* _Written task_: Exact copies are required of the lines from the line containing "For every instance of the green sepal, record" through the final line of the listing, both included, and of no other lines.
--- start Exercise material ---
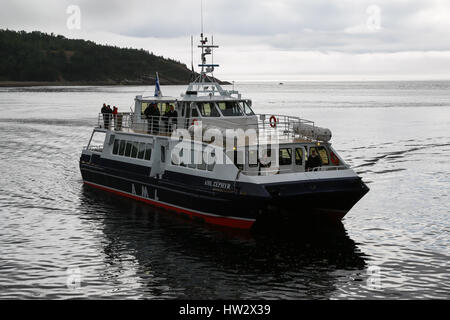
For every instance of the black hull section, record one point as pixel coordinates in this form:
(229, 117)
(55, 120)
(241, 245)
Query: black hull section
(190, 196)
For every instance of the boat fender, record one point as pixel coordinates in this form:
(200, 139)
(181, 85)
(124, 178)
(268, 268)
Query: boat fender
(334, 158)
(273, 122)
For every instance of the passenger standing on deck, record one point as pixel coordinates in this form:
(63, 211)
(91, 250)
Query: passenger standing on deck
(171, 117)
(152, 114)
(104, 112)
(108, 117)
(114, 113)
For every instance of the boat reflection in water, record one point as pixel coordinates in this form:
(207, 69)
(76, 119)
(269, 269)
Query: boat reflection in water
(177, 258)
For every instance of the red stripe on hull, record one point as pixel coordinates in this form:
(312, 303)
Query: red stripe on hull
(221, 221)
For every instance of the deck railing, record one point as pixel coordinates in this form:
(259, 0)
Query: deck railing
(266, 125)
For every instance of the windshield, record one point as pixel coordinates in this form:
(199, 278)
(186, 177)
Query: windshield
(208, 109)
(246, 107)
(230, 108)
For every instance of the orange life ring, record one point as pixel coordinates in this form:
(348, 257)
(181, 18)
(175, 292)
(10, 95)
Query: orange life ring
(334, 158)
(273, 121)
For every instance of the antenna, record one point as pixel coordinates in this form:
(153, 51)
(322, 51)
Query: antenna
(192, 53)
(201, 8)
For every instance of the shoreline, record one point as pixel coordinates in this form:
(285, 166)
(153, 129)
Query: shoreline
(23, 84)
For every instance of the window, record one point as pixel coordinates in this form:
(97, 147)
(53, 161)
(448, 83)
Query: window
(144, 106)
(128, 149)
(208, 109)
(202, 165)
(194, 112)
(211, 157)
(148, 151)
(122, 147)
(134, 149)
(252, 158)
(230, 108)
(246, 107)
(285, 156)
(141, 151)
(322, 152)
(116, 146)
(163, 154)
(299, 156)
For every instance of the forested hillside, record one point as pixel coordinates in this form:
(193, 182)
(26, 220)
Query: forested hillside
(41, 57)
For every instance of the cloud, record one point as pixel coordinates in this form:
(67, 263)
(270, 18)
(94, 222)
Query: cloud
(258, 36)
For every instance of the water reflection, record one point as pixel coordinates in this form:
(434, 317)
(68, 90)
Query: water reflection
(175, 258)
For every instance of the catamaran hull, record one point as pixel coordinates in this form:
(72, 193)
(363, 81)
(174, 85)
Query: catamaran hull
(230, 208)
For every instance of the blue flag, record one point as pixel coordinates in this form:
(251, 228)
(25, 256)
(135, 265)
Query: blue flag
(157, 87)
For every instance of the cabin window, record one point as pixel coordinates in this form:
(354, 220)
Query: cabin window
(285, 156)
(230, 108)
(148, 151)
(141, 151)
(208, 109)
(163, 154)
(253, 158)
(116, 146)
(134, 149)
(322, 152)
(299, 156)
(144, 106)
(211, 156)
(246, 107)
(122, 147)
(194, 112)
(128, 149)
(202, 166)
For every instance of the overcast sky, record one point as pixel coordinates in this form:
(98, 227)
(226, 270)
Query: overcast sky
(262, 39)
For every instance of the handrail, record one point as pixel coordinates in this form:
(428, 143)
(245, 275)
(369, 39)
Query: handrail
(282, 126)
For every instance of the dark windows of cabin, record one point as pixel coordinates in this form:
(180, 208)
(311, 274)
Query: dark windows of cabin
(132, 149)
(194, 112)
(122, 147)
(163, 154)
(141, 151)
(200, 154)
(230, 108)
(116, 146)
(253, 158)
(208, 109)
(148, 151)
(246, 107)
(128, 149)
(299, 156)
(322, 152)
(285, 156)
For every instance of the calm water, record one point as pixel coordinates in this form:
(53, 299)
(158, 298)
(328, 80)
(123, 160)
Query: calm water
(393, 244)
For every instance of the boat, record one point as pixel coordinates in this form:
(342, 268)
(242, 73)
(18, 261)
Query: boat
(207, 156)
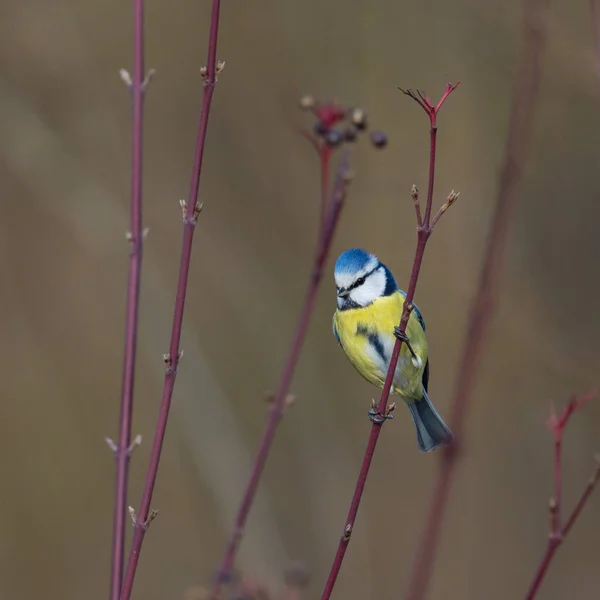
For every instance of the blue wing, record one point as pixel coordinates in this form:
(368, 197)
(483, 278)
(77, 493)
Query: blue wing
(337, 337)
(416, 311)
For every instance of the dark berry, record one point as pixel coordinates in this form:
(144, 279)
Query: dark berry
(307, 102)
(379, 139)
(358, 118)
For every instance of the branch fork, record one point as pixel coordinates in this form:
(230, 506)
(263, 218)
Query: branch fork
(381, 411)
(558, 532)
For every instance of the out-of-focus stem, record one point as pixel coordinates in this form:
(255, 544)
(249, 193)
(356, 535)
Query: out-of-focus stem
(557, 535)
(122, 451)
(278, 403)
(192, 210)
(519, 134)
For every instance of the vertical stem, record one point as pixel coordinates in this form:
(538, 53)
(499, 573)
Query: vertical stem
(142, 519)
(556, 520)
(525, 94)
(325, 155)
(423, 235)
(432, 149)
(278, 404)
(132, 307)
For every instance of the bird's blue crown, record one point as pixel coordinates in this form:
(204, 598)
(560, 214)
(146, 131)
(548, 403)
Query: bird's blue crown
(353, 261)
(357, 260)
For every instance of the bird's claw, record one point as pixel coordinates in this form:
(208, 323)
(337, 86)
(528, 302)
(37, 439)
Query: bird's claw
(400, 335)
(376, 417)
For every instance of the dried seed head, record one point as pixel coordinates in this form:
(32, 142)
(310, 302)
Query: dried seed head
(307, 102)
(334, 137)
(358, 118)
(350, 133)
(379, 139)
(320, 128)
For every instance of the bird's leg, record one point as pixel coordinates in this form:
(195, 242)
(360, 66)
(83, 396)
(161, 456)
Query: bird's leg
(376, 417)
(404, 338)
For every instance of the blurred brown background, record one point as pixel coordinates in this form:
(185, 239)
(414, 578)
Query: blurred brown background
(64, 168)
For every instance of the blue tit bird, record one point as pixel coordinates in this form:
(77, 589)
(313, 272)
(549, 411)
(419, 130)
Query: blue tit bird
(365, 324)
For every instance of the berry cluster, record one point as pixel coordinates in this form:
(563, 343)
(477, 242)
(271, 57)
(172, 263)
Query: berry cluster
(336, 125)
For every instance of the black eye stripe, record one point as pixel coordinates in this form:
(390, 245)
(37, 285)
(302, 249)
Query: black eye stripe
(362, 279)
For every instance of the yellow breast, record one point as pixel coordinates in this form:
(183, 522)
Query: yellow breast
(367, 337)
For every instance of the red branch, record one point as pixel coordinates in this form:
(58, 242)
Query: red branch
(557, 534)
(278, 402)
(191, 211)
(135, 238)
(519, 135)
(424, 231)
(595, 20)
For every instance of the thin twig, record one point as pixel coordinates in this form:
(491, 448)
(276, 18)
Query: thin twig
(525, 94)
(557, 535)
(276, 410)
(192, 209)
(135, 240)
(424, 231)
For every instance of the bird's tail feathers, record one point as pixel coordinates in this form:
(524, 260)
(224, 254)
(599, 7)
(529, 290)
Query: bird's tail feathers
(431, 429)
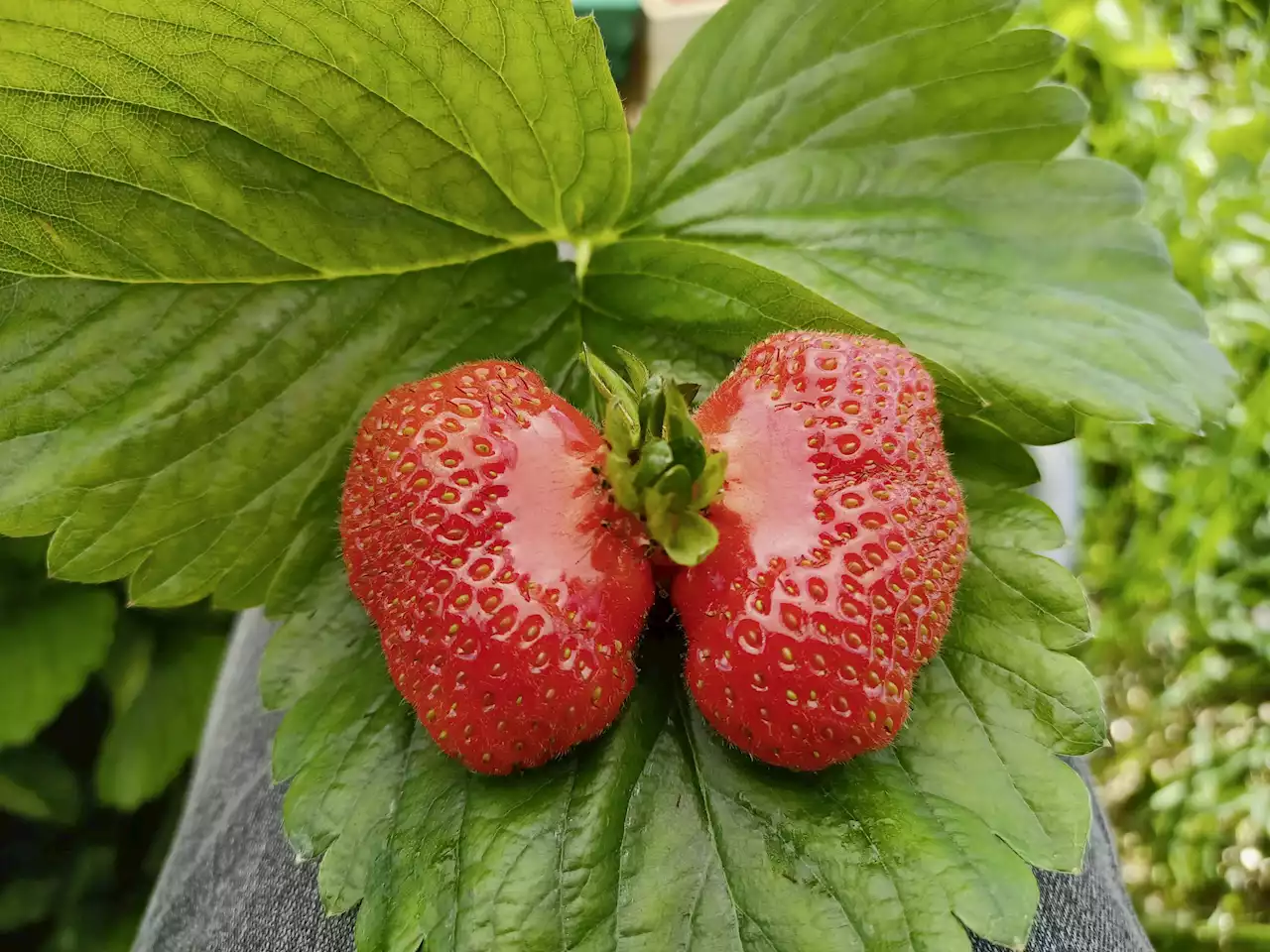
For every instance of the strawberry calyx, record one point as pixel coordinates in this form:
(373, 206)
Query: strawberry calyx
(658, 465)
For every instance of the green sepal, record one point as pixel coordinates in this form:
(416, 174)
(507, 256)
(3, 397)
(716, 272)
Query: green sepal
(686, 536)
(658, 466)
(679, 416)
(689, 453)
(621, 404)
(656, 458)
(635, 368)
(710, 481)
(652, 408)
(621, 481)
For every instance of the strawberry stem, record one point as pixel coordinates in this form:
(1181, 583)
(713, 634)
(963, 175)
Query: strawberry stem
(658, 463)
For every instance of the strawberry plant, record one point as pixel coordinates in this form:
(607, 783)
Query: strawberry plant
(231, 227)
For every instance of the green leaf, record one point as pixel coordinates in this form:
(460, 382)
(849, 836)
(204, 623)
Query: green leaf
(712, 476)
(659, 835)
(246, 141)
(153, 738)
(128, 664)
(26, 901)
(37, 784)
(656, 457)
(49, 647)
(979, 452)
(896, 159)
(180, 434)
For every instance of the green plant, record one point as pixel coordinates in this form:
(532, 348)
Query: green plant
(230, 226)
(100, 708)
(1176, 546)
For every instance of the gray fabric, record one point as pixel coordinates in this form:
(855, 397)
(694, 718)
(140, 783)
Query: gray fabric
(231, 883)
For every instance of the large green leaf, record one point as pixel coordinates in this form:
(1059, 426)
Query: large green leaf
(230, 226)
(50, 644)
(658, 835)
(158, 731)
(894, 158)
(236, 141)
(176, 431)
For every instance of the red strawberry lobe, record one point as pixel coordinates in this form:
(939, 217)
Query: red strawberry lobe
(507, 588)
(842, 535)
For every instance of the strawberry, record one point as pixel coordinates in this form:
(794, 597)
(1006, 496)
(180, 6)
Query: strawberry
(507, 587)
(841, 539)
--- end Exercise material ---
* _Solution to this problem_:
For every instance of the green sepal, record one point as pixel coordinates in this form:
(416, 174)
(507, 256)
(3, 397)
(716, 272)
Query: green sepal
(686, 536)
(658, 466)
(679, 416)
(689, 453)
(621, 404)
(656, 458)
(635, 368)
(710, 481)
(652, 408)
(621, 481)
For every instance of the strawberry stem, record one point as pixel coordinates in this form:
(1181, 583)
(713, 634)
(963, 175)
Query: strawberry stem
(658, 463)
For every instance of the strawberry plant, record one point as pixel coordinates in this form:
(607, 783)
Query: strawberry plant
(231, 227)
For every instance of the green leaf, record one point as pixel coordinates in this form:
(460, 382)
(849, 836)
(204, 623)
Query: green leaf
(712, 476)
(659, 835)
(246, 141)
(153, 738)
(128, 664)
(26, 901)
(37, 784)
(656, 457)
(49, 647)
(979, 452)
(896, 159)
(180, 434)
For every instance of the green plant, record one point as pixel coordinates in this form:
(532, 348)
Query: green plant
(230, 226)
(100, 708)
(1176, 546)
For every instance of the gray fabric, record one point as pixel coordinates in this form:
(855, 397)
(694, 718)
(140, 783)
Query: gray fabric
(231, 883)
For every instance of the large green leaf, record one point as pixel coordinates in this form:
(1059, 426)
Query: large green leaf
(230, 226)
(50, 644)
(658, 835)
(158, 731)
(894, 158)
(236, 141)
(176, 431)
For every instance of the red strawberry lobe, record one point as pixel coordinates in this form:
(939, 217)
Query: red strawberry lobe
(507, 588)
(842, 535)
For every instance of the strawberry, record one point as pixel coordinates in this form:
(794, 597)
(1006, 496)
(180, 6)
Query: strawberry
(507, 587)
(841, 539)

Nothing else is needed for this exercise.